Provided passage

---*---

# The sensitivities of Felice Romani, the librettist



## BBSVK (10 mo ago)

Felice Romani was a very popular librettist, whom I know mostly because he worked with Bellini.

The way he addapted the original material for Bellini's operas it seems to me that

he didn't like children to be killed. The child in Il Pirata survives (unlike in Maturin) and so do Norma's children (unlike in Soumet).
he didn't like women to commit suicides, at least not physically. Queen Agnes doesn't poison herself in La Straniera (unlike the play) and Giulietta doesn't stab herself in I Capuletti e i Montecchi, just dies of broken heart (although it may be played differently).

But is this a real pattern, or just a coincidence ? I don't know his other libretti. Was there any general avoidance of these situations in the opera at the time ?


----------



## ewilkros (8 mo ago)

BBSVK said:


> Felice Romani was a very popular librettist, whom I know mostly because he worked with Bellini.
> 
> The way he addapted the original material for Bellini's operas it seems to me that
> 
> ...

---*---

Entries shown

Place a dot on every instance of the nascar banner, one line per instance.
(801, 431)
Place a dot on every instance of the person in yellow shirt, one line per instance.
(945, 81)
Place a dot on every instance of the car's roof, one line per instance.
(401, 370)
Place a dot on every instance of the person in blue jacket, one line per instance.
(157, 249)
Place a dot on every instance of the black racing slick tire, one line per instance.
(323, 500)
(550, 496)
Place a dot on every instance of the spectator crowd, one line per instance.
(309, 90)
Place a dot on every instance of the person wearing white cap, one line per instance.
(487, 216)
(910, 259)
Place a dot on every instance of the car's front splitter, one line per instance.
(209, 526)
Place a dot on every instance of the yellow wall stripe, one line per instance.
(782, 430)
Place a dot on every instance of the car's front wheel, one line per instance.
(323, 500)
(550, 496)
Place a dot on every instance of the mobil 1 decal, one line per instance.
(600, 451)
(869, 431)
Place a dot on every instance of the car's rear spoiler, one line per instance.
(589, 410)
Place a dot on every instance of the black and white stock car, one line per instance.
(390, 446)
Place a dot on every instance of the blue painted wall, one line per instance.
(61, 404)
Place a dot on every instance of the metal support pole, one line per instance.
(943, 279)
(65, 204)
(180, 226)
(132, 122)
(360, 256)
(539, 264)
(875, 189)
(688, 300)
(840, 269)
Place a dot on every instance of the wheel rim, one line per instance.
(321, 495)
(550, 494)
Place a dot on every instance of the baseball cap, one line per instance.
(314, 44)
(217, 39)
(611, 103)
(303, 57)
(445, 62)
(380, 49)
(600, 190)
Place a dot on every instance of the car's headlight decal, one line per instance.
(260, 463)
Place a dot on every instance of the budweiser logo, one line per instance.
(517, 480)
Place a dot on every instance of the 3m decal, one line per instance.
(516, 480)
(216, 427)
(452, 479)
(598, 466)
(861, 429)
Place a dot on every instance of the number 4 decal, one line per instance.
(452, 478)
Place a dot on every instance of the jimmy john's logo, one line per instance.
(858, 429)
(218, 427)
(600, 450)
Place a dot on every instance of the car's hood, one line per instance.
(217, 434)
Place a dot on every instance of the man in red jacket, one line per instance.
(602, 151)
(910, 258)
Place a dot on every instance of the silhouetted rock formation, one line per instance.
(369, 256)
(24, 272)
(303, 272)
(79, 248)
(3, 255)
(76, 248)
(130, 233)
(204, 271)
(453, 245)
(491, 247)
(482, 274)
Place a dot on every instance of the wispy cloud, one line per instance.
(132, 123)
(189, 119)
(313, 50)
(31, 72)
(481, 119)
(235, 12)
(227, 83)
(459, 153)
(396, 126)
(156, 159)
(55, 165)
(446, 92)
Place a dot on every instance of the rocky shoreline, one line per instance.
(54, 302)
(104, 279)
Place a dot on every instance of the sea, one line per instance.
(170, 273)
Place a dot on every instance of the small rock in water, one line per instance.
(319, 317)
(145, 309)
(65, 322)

---*---

Task set
1 – Decide whether each statement agrees with the Romani thread, answering yes or no and quoting the words that decide it. (a) In the adaptation for Il Pirata, the child survives. (b) Queen Agnes poisons herself in La Straniera. (c) The first poster is familiar with Romani's other libretti.
2 – Transcribe the passage of the Romani thread starting at "But is this" and ending at "at the time ?".
3 – Answer these questions from the Romani thread.
(a) Through which composer does the first poster mostly know Romani?
(b) In I Capuletti e i Montecchi, how does Giulietta die instead of stabbing herself?
(c) In whose version do Norma's children not survive?

Outputs in order
1 –
(a) Yes: "The child in Il Pirata survives (unlike in Maturin)"
(b) No: "Queen Agnes doesn't poison herself in La Straniera (unlike the play)"
(c) No: "I don't know his other libretti."

2 –
But is this a real pattern, or just a coincidence ? I don't know his other libretti. Was there any general avoidance of these situations in the opera at the time ?

3 –
(a) Bellini
(b) Of a broken heart
(c) Soumet's